begin Selected text
Tom Lane 3f8c8e3c61 Fix failure to detoast fields in composite elements of structured types.
If we have an array of records stored on disk, the individual record fields
cannot contain out-of-line TOAST pointers: the tuptoaster.c mechanisms are
only prepared to deal with TOAST pointers appearing in top-level fields of
a stored row.  The same applies for ranges over composite types, nested
composites, etc.  However, the existing code only took care of expanding
sub-field TOAST pointers for the case of nested composites, not for other
structured types containing composites.  For example, given a command such
as

UPDATE tab SET arraycol = ARRAY[(ROW(x,42)::mycompositetype] ...

where x is a direct reference to a field of an on-disk tuple, if that field
is long enough to be toasted out-of-line then the TOAST pointer would be
inserted as-is into the array column.  If the source record for x is later
deleted, the array field value would become a dangling pointer, leading
to errors along the line of "missing chunk number 0 for toast value ..."
when the value is referenced.  A reproducible test case for this was
provided by Jan Pecek, but it seems likely that some of the "missing chunk
number" reports we've heard in the past were caused by similar issues.

Code-wise, the problem is that PG_DETOAST_DATUM() is not adequate to
produce a self-contained Datum value if the Datum is of composite type.
Seen in this light, the problem is not just confined to arrays and ranges,
but could also affect some other places where detoasting is done in that
way, for example form_index_tuple().

I tried teaching the array code to apply toast_flatten_tuple_attribute()
along with PG_DETOAST_DATUM() when the array element type is composite,
but this was messy and imposed extra cache lookup costs whether or not any
TOAST pointers were present, indeed sometimes when the array element type
isn't even composite (since sometimes it takes a typcache lookup to find
that out).  The idea of extending that approach to all the places that
currently use PG_DETOAST_DATUM() wasn't attractive at all.
end Selected text
begin Information supplied
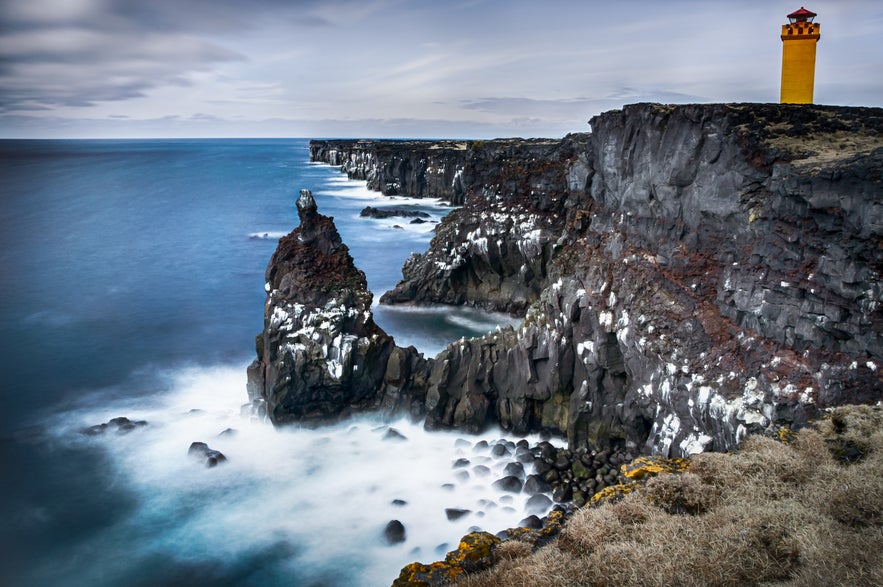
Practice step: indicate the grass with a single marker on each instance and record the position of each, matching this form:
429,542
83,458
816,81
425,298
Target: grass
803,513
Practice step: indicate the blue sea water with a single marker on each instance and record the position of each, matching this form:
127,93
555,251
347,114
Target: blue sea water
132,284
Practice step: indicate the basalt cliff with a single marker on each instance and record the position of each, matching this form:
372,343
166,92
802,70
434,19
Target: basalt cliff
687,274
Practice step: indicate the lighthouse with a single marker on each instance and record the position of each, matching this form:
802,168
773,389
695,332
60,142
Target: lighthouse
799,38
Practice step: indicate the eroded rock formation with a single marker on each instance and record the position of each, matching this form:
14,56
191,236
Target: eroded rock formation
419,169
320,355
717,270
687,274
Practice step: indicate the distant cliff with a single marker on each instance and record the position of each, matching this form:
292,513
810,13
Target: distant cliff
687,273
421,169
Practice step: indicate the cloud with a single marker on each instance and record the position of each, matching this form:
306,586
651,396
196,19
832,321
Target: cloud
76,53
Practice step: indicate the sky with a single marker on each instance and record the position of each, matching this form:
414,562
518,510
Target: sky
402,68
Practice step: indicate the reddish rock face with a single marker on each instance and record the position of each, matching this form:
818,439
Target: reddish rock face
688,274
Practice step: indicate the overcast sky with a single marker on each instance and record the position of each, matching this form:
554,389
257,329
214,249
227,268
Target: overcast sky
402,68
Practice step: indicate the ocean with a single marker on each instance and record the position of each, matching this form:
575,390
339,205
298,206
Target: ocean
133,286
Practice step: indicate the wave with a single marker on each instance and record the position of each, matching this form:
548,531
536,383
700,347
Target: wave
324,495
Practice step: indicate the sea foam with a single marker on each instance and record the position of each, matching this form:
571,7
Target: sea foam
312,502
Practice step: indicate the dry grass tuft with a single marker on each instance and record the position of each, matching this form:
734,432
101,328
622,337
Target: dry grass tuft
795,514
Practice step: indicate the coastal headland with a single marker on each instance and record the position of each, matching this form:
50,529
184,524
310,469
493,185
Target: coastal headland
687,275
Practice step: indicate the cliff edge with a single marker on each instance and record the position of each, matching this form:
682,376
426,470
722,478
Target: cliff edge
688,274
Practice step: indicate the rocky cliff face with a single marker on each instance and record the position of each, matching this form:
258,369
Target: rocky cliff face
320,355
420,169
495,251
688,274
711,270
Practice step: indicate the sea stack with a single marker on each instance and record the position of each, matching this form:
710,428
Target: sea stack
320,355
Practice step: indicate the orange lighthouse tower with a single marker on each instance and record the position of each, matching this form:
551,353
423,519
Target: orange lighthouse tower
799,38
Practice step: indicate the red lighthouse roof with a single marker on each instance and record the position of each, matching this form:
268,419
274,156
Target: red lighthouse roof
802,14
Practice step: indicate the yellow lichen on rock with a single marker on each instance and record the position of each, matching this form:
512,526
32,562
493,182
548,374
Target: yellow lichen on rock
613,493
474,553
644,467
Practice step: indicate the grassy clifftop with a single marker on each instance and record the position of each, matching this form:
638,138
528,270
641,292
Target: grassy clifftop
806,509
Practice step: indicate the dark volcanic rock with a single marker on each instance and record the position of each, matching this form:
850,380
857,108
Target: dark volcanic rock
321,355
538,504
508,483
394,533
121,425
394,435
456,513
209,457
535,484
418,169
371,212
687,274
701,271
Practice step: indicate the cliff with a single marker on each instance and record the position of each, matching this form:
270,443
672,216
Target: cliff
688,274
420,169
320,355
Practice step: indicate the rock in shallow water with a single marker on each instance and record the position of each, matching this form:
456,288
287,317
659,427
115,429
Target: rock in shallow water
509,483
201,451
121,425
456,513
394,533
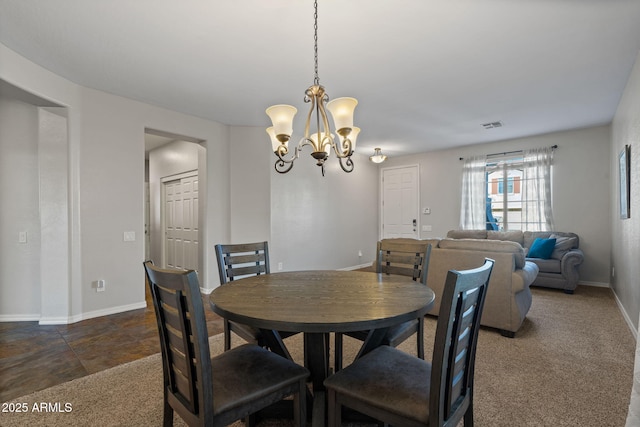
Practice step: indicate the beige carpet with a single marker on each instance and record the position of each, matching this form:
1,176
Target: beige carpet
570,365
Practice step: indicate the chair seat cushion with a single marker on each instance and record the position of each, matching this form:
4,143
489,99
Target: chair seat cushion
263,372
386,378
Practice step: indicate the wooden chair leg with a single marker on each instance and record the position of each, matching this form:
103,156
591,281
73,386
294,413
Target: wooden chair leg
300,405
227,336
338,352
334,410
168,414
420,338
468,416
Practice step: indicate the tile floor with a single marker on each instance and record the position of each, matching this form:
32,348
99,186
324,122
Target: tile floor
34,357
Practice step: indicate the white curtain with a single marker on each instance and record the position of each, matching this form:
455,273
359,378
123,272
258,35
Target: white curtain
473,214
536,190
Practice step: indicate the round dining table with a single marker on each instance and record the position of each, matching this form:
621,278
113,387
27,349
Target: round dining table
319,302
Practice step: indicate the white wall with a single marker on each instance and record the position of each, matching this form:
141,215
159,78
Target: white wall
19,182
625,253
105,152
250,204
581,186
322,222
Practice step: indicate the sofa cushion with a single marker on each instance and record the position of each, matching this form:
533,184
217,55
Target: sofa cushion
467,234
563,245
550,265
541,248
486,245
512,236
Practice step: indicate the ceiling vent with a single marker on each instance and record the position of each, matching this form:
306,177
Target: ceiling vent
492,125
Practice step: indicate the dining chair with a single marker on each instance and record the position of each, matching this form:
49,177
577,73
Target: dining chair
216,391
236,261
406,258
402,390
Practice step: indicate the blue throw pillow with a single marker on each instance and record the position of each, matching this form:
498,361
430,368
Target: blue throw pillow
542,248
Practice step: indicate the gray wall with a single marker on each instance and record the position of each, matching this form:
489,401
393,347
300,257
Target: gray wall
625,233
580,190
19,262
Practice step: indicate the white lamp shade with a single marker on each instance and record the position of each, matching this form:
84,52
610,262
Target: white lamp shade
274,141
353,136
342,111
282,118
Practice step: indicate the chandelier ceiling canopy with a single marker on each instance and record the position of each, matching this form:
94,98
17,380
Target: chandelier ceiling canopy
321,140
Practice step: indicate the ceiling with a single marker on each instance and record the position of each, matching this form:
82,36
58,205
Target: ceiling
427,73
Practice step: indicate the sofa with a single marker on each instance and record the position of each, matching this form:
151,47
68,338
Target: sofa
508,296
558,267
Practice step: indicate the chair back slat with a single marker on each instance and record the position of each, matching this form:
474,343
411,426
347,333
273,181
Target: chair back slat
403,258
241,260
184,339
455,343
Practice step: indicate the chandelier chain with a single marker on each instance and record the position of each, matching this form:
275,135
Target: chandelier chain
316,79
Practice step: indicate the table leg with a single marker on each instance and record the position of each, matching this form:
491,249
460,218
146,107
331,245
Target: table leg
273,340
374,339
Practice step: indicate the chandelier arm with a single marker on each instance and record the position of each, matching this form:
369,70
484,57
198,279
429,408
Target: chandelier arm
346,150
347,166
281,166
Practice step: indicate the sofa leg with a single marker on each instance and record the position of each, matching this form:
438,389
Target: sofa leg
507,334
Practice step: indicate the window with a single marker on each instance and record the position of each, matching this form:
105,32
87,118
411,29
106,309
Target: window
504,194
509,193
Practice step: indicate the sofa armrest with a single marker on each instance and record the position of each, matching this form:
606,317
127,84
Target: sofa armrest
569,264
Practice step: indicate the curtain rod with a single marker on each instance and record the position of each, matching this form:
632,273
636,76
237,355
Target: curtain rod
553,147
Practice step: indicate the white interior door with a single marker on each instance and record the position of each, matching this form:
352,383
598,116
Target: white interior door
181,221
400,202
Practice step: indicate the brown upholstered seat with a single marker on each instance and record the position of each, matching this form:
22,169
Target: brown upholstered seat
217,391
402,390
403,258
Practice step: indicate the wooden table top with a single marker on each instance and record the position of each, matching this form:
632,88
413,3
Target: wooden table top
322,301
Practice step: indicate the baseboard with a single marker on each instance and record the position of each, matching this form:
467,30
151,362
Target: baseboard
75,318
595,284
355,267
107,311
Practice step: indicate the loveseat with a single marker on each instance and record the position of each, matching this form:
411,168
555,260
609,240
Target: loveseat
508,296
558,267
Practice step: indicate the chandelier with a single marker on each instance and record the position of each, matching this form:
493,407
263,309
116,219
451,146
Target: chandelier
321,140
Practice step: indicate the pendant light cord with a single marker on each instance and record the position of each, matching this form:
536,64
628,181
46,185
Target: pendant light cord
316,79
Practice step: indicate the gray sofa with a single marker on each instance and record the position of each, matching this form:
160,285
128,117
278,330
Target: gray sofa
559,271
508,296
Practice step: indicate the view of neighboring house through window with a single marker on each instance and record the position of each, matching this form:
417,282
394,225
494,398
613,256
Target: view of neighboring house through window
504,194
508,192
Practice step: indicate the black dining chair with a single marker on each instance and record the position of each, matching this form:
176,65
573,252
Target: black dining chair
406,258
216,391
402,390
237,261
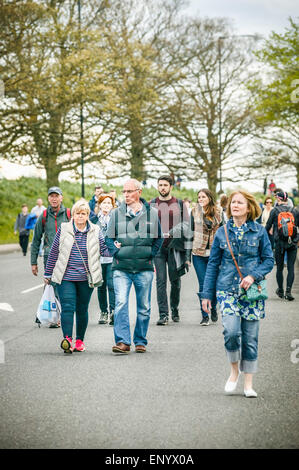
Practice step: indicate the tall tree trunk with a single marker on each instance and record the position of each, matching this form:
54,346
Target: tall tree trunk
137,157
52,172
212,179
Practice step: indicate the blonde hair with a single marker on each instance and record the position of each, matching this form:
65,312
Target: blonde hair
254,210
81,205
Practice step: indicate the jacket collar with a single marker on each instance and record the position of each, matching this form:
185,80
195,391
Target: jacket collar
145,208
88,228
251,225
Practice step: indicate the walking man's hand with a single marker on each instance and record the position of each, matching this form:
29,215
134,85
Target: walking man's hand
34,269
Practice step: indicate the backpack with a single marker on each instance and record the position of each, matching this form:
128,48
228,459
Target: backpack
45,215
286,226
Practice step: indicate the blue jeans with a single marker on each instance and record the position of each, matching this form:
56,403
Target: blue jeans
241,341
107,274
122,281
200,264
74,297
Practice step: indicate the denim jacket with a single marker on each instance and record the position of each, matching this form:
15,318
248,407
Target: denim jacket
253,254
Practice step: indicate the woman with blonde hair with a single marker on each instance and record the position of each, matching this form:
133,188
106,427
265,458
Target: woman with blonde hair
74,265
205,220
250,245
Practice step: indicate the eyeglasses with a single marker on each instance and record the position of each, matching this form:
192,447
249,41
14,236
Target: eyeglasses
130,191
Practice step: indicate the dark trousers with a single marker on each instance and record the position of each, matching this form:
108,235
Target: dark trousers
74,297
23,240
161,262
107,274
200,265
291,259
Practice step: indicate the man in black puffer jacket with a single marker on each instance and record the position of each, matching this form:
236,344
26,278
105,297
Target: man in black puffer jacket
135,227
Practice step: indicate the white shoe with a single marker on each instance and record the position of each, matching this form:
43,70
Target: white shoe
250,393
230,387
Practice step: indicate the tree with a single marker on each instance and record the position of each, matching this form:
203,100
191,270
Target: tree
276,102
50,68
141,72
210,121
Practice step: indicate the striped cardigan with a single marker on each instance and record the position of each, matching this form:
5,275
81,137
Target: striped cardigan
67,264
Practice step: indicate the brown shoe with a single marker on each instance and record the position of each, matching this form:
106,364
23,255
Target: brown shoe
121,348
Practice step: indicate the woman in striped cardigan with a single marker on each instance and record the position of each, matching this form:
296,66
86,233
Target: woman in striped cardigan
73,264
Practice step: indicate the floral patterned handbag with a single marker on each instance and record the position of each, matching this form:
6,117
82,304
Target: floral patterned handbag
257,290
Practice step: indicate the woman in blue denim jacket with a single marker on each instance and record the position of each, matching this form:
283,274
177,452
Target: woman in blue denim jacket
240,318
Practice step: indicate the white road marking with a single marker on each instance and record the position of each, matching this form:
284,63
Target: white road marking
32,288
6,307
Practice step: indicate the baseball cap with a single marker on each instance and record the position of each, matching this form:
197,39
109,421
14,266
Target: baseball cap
end Information supplied
» Task to complete: Continue the commit message about detoasting fields in composite elements of structured types, starting after its final sentence.

» Output for this task:
This patch instead solves the problem by decreeing that composite Datum
values must not contain any out-of-line TOAST pointers in the first place;
that is, we expand out-of-line fields at the point of constructing a
composite Datum, not at the point where we're about to insert it into a
larger tuple.  This rule is applied only to true composite Datums, not
to tuples that are being passed around the system as tuples, so it's not
as invasive as it might sound at first.  With this approach, the amount
of code that has to be touched for a full solution is greatly reduced,
and added cache lookup costs are avoided except when there actually is
a TOAST pointer that needs to be inlined.

The main drawback of this approach is that we might sometimes dereference
a TOAST pointer that will never actually be used by the query, imposing a
rather large cost that wasn't there before.  On the other side of the coin,
if the field value is used multiple times then we'll come out ahead by
avoiding repeat detoastings.  Experimentation suggests that common SQL
coding patterns are unaffected either way, though.  Applications that are
very negatively affected could be advised to modify their code to not fetch
columns they won't be using.

In future, we might consider reverting this solution in favor of detoasting
only at the point where data is about to be stored to disk, using some
method that can drill down into multiple levels of nested structured types.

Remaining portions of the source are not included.